That we can no longer differentiate between philanthropy and speculation is an occasion to worry, not celebrate. With Silicon Valley elites so keen on saving the world, shouldn’t we also ask who will eventually save us from Silicon Valley?”
“To speak of ‘philanthrocapitalism’ here — as many have done, either to praise or bury it — seems misguided, if only because such projects bear so little resemblance to philanthropy proper. One doesn’t have to admire Ford or Rockefeller to notice that their philanthropic endeavours, whatever their real political goals, were not supposed to make extra cash. But is it really so with our new tech barons?” — Evgeny Morozov in Rockefeller gave away money for no return. Can we say the same of today’s tech barons?
Last week, Carl Rhodes and Peter Bloom published a long read in, again, The Guardian, titled The trouble with charitable billionaires. With more and more wealthy CEOs pledging to give away parts of their fortunes — often to help fix problems their companies caused, also Rhodes and Bloom wonder whether this ‘philanthrocapitalism’ isn’t just corporate hypocrisy?
“The creation of the Chan Zuckerberg Initiative [founded by Mark Zuckerberg and his Priscilla Chan] — decidedly not a charity organisation — means that Zuckerberg can control the company’s investments as he sees fit, while accruing significant commercial, tax and political benefits. All of this is not to say that Zuckerberg’s motives do not include some expression of his own generosity or some genuine desire for humanity’s wellbeing and equality.

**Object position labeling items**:
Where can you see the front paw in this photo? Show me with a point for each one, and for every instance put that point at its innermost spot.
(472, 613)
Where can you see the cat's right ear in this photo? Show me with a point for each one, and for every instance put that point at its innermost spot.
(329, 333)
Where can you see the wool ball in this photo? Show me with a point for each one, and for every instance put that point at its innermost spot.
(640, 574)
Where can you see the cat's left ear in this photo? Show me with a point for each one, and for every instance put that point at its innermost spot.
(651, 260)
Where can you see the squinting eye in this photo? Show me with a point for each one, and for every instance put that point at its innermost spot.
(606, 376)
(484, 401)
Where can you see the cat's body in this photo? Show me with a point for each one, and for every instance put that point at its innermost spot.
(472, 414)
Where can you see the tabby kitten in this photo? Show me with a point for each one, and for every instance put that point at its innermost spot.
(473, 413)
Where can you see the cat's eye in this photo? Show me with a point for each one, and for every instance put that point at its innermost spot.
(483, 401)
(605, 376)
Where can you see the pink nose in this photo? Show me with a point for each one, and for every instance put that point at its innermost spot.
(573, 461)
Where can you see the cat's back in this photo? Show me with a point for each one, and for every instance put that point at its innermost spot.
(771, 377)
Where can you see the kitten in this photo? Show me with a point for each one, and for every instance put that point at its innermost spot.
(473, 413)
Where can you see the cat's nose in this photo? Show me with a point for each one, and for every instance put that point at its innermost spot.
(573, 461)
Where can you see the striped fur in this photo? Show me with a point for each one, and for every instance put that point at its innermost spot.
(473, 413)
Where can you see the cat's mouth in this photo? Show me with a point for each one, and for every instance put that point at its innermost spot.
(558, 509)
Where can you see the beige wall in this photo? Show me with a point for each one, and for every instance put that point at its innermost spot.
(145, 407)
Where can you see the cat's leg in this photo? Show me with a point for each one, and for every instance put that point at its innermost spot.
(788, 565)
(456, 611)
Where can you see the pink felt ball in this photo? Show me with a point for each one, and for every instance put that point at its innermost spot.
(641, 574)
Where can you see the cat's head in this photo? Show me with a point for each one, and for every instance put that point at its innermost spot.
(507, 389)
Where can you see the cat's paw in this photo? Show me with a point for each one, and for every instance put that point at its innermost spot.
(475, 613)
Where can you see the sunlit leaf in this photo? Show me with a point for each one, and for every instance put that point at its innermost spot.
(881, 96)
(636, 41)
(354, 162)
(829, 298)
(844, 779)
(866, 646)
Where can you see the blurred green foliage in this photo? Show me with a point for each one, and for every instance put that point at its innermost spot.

**Tasks and exercises**:
a - Name every person mentioned in the passage on philanthrocapitalism.
b - According to the passage on philanthrocapitalism, what was the title of the long read that Carl Rhodes and Peter Bloom published in The Guardian?

**Responses to the tasks**:
a - Evgeny Morozov, Ford, Rockefeller, Carl Rhodes, Peter Bloom, Mark Zuckerberg, Priscilla Chan

b - The trouble with charitable billionaires